Research Base

Favorable attitudes toward problem behaviors, friends who engage in problem behaviors, and early initiation of a problem behavior are all risk factors for violence and aggression, substance abuse, and low academic achievement and/or school dropout. Research conducted over the past few decades demonstrates that many of the risk factors that increase the likelihood of these problem behaviors in children and adolescents are consistent over multiple problem areas.

Extensive research has also identified how protective factors that help safeguard children from engaging in one of these problem behaviors often help to prevent not just that one, but multiple problem behaviors. Thus, developing social emotional learning skills, bonding with the school/teacher, and adopting conventional norms about substance use and aggression are all protective factors that decrease the likelihood of violence behavior and substance use, while increasing the likelihood of student success both socially and academically.

Too Good programs are based on an accepted Theory of Change employing strategies and teaching key behavioral skills shown to promote healthy decision making and positive outcomes.

How it Works

The Too Good programs are designed to prevent complex problems with many contributing factors, thus, they are multifaceted and based on several theoretical constructs which have been strongly supported by research in the prevention field. This Theory of Change shows how we believe these interventions can change the trajectory of a child's life. The theoretical foundation of Too Good includes elements of:

  •   Social Learning Theory (Bandura)

    According to the Social Learning Theory, drug use is a socially learned, purposeful behavior that is shaped primarily through modeling (observing behaviors) and reinforcement (experiencing positive consequences for behavior). Modeling contributes to the development of both pro-social and anti-social behaviors. This theory is based on a self-efficacy paradigm in which behavior change and maintenance depend on expectations about the outcomes (risks & benefits) of engaging in the behavior, as well as a sense of self-efficacy (expectations about one's ability to engage in the behavior).

    Too Good programs also use Social Learning Theory by addressing social influences such as peers, advertising, and media and by correcting misperception of social norms; persuading students of the value of pro-social behaviors; emphasizing the development of social and personal skills to resist social and environmental pressures to use drugs; and modeling pro-social skills, offering opportunities to perform the skills and providing rewards and recognition for using them.

Given instruction 1:
Copy the Too Good research passage from "Too Good programs are based" to "and positive outcomes.", substituting "responsible decision making" for "healthy decision making".
Given instruction 2:
Extend the passage on the research base of the Too Good programs, picking up after its final sentence.

Entries supplied:
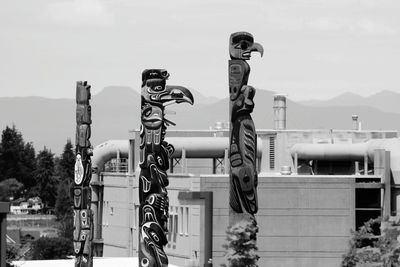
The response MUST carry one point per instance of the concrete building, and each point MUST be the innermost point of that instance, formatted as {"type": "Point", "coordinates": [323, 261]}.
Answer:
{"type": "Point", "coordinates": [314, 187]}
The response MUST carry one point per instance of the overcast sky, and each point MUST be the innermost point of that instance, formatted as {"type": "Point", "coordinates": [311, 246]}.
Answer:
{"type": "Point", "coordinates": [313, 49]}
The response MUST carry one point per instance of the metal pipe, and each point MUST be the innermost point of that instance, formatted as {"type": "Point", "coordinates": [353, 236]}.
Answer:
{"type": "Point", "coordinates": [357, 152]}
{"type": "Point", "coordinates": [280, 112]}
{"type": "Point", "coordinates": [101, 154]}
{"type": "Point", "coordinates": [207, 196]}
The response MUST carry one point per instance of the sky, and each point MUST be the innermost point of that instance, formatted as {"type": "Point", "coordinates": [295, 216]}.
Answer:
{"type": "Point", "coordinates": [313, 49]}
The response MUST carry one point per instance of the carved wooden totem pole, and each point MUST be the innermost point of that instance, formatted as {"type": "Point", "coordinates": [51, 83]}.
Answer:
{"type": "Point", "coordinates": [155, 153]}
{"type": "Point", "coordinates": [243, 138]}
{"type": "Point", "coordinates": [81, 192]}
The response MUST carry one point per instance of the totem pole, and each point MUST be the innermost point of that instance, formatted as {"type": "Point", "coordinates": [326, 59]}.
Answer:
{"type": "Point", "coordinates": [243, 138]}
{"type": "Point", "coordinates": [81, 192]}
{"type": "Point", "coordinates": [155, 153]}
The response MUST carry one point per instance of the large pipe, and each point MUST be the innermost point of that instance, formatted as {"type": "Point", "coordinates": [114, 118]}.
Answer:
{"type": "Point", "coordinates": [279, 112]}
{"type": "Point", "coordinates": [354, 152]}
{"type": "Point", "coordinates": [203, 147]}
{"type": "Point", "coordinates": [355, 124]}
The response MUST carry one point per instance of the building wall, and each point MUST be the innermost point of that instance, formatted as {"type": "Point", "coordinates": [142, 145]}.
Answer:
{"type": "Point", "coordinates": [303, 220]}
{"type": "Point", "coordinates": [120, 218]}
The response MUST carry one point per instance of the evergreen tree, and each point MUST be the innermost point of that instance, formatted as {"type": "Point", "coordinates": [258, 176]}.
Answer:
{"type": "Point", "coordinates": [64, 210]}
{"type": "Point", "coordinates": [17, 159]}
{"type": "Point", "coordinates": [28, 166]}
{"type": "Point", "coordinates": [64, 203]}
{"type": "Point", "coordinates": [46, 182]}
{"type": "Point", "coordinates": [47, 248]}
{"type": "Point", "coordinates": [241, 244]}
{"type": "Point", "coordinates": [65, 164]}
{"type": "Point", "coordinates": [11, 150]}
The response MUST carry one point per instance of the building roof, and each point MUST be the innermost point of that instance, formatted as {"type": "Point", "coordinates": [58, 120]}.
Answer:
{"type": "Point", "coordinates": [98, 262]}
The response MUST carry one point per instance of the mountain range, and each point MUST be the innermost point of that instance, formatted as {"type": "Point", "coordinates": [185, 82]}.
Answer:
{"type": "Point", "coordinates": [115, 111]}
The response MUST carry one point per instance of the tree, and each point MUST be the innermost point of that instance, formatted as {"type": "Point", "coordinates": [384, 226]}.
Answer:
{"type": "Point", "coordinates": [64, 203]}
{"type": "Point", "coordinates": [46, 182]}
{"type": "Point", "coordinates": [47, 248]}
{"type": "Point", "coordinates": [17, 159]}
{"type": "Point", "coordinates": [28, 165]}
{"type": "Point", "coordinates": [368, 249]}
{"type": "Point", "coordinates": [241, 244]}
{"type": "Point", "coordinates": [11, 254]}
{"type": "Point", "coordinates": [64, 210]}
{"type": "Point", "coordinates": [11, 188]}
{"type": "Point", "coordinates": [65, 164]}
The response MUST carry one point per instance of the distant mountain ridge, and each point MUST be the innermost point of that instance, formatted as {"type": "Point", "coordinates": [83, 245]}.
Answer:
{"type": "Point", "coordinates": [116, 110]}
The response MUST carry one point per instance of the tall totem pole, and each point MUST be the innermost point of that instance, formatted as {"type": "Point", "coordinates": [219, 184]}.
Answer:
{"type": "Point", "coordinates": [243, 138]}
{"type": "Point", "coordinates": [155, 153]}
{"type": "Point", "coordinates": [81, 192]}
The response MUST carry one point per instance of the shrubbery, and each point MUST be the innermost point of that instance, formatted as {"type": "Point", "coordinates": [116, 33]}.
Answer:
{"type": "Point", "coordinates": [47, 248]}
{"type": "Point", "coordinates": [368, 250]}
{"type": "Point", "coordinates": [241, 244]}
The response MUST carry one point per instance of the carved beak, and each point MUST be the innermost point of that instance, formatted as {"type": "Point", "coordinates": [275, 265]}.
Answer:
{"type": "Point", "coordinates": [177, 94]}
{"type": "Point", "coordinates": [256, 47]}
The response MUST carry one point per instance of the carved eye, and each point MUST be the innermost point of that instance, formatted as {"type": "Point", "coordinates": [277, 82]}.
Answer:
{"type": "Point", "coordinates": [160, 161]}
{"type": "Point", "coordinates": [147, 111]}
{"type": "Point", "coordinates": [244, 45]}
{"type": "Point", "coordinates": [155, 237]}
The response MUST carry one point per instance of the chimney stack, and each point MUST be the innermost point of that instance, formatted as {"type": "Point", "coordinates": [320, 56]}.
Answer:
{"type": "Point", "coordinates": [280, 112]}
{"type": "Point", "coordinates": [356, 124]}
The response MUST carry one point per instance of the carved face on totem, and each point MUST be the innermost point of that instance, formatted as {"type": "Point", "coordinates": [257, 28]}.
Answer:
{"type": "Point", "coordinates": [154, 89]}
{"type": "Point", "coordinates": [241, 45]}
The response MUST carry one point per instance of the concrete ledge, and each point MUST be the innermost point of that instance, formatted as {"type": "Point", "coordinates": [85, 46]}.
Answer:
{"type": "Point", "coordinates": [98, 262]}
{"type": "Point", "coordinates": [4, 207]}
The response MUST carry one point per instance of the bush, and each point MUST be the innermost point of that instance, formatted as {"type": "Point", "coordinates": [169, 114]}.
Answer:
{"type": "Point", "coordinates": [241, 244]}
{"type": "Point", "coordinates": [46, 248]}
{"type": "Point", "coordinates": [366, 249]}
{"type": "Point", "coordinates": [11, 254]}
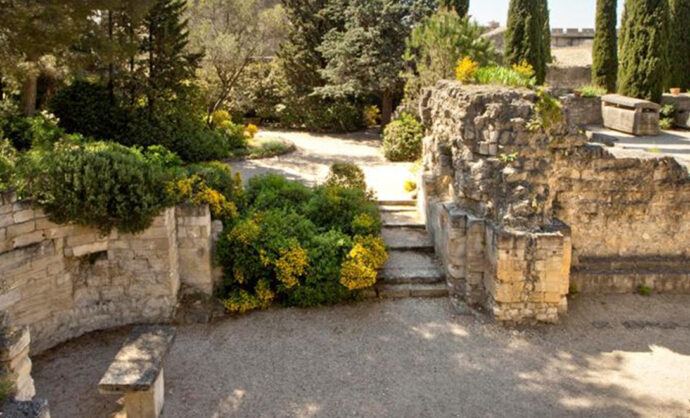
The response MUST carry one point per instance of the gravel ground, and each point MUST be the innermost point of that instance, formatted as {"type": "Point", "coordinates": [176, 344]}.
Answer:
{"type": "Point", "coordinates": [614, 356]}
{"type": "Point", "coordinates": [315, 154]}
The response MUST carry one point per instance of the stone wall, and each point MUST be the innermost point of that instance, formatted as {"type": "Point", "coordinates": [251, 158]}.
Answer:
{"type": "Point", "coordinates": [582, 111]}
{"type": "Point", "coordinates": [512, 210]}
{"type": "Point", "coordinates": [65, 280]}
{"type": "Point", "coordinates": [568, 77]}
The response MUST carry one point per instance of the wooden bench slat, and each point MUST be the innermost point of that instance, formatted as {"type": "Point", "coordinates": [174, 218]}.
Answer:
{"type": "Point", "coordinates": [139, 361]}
==
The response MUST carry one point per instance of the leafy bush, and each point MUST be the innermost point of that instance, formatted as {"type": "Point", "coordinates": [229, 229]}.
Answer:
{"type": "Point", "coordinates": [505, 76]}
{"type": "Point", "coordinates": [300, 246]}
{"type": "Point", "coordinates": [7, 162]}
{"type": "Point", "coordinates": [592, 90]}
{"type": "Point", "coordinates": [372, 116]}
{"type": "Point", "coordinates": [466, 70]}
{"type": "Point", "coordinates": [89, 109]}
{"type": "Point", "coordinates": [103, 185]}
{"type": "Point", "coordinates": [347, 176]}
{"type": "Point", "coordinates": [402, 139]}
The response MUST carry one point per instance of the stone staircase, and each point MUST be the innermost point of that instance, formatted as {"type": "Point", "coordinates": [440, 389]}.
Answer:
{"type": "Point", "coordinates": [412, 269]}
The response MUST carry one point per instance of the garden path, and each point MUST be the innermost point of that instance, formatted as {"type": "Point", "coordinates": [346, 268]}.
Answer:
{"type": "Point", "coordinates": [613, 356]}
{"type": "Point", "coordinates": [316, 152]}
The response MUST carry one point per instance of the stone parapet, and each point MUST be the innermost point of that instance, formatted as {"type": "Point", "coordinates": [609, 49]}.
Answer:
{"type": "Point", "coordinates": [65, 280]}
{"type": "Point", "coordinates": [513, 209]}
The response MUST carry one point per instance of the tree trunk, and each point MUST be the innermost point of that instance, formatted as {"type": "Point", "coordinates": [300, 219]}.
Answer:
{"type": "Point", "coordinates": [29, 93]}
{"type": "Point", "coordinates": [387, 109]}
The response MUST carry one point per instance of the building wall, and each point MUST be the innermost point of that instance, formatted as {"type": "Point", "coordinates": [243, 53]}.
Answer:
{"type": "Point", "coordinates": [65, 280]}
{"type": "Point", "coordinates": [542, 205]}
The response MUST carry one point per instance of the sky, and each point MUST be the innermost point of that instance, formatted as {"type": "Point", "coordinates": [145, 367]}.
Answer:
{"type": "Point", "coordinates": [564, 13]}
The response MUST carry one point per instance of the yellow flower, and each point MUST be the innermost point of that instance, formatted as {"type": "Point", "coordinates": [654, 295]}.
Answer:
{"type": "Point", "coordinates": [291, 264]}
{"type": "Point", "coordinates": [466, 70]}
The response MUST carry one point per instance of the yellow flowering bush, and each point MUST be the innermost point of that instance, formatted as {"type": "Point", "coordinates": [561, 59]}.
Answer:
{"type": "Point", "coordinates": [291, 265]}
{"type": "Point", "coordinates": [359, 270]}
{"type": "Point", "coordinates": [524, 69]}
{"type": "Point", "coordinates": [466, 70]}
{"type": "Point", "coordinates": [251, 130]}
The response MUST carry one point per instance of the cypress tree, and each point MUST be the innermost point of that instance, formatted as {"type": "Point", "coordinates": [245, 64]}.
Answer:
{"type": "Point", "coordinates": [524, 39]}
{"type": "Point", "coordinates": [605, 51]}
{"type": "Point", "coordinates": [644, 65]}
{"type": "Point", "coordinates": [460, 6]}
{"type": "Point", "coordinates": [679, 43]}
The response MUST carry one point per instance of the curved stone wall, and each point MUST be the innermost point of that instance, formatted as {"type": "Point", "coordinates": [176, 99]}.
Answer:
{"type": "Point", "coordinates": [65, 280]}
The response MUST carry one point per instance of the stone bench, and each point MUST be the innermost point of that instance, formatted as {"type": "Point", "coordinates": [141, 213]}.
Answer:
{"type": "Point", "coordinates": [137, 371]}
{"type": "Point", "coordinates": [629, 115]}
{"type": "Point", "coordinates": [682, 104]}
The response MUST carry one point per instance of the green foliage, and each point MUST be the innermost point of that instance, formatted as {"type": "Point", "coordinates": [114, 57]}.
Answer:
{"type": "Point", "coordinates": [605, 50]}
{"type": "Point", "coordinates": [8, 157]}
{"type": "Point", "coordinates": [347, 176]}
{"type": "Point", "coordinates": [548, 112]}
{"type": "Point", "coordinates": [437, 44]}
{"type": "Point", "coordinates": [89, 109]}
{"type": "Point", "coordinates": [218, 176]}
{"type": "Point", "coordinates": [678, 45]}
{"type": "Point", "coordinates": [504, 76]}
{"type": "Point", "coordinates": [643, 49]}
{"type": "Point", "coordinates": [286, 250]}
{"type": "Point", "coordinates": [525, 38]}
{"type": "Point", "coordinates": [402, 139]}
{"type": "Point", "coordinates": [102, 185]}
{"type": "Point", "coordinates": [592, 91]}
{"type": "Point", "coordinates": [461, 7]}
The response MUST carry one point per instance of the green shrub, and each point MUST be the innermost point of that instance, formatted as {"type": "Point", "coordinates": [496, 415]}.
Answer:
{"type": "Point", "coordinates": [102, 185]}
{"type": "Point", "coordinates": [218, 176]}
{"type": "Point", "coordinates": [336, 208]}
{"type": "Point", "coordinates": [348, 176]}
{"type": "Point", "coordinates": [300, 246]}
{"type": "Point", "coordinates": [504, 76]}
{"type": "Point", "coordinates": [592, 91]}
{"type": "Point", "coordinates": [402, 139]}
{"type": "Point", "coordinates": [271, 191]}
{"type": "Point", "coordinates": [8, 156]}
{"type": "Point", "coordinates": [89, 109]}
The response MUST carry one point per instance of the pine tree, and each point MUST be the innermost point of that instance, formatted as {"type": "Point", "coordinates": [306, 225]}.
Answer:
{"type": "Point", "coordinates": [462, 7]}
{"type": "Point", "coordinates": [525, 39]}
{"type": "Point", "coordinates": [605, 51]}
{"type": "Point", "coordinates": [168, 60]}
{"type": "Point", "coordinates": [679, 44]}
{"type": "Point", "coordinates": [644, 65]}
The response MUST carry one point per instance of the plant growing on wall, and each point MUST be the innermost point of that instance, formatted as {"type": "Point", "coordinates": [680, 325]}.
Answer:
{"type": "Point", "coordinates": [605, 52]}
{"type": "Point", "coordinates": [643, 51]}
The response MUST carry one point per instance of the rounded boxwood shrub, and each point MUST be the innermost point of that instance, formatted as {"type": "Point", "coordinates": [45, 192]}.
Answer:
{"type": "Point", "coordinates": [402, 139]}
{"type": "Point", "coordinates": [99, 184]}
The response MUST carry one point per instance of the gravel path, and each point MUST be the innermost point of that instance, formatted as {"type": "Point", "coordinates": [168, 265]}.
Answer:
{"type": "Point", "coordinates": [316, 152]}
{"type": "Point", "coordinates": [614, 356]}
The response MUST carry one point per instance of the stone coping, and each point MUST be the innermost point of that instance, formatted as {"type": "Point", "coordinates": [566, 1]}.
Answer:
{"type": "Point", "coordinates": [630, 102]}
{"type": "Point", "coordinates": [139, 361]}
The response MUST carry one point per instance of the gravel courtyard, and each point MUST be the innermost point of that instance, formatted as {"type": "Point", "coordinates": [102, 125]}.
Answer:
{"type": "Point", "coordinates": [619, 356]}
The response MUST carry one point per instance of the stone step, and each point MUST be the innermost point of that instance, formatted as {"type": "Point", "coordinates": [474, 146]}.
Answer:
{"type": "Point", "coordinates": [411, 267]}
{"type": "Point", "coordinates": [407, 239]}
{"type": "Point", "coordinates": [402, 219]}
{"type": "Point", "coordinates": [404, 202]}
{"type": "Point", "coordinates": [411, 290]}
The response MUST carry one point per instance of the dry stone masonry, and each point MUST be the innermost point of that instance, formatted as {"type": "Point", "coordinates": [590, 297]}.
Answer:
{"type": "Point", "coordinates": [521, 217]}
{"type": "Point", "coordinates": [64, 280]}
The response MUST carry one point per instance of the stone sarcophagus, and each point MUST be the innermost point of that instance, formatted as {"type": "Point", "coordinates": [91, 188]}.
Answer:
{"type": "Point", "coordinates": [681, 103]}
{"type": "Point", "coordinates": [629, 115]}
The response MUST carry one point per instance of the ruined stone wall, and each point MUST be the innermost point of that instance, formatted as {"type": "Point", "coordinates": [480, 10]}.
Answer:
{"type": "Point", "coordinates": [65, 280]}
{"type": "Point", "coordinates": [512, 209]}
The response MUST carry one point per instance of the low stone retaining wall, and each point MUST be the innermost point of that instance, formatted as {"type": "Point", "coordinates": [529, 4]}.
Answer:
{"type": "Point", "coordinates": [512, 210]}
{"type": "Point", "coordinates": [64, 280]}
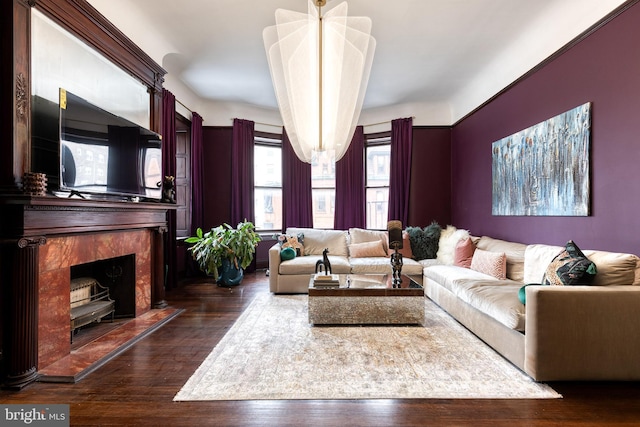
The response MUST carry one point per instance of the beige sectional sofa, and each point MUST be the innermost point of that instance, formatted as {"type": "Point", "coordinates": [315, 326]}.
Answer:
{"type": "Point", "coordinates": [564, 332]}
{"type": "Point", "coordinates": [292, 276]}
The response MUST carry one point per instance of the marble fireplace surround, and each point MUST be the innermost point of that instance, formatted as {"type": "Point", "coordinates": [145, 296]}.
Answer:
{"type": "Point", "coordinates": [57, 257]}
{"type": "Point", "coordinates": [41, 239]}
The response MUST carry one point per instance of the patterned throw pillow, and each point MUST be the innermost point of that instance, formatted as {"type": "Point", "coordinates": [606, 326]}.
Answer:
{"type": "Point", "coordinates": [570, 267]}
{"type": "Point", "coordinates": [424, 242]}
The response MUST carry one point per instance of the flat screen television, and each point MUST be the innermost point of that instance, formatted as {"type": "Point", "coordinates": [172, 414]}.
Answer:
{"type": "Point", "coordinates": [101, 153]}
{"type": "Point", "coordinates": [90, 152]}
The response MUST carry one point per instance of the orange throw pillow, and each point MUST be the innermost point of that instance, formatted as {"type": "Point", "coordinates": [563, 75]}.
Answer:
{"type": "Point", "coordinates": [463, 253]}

Final result 1:
Too Good programs are based on an accepted Theory of Change employing strategies and teaching key behavioral skills shown to promote responsible decision making and positive outcomes.

Final result 2:
  •   Problem Behavior Theory (Jessor)

    From the perspective of Problem Behavior Theory, drug use and other highly correlated behaviors form a syndrome of purposive behaviors which are psychologically functional for many adolescents. Problem Behavior Theory posits that efforts to change behavior may focus on any or all of the following levels: behavior, personality, and environment.

  •   Health Behavior Theory

    An extension of Problem Behavior Theory, Health Behavior Theory, proposes that strategies be used to introduce or strengthen health-enhancing behaviors and simultaneously weaken or eliminate health-compromising behaviors. This theoretical approach suggests that prevention efforts should attend to the larger environment, including social norms and social supports regulating the occurrence of behaviors and interventions should focus on multiple behavioral targets.

    Some of the assumptions underlying the Too Good programs are based on Problem Behavior Theory and Health Behavior Theory providing normative education, teaching tips, and a parent component designed to make the school and family environments more supportive of drug-free and non-violent choices. They provide role-play and decision-making scenarios not only dealing with aggression and alcohol, tobacco and other drug use, but with other problem behaviors as well.

  •   Social Development Model (Hawkins and Catalano)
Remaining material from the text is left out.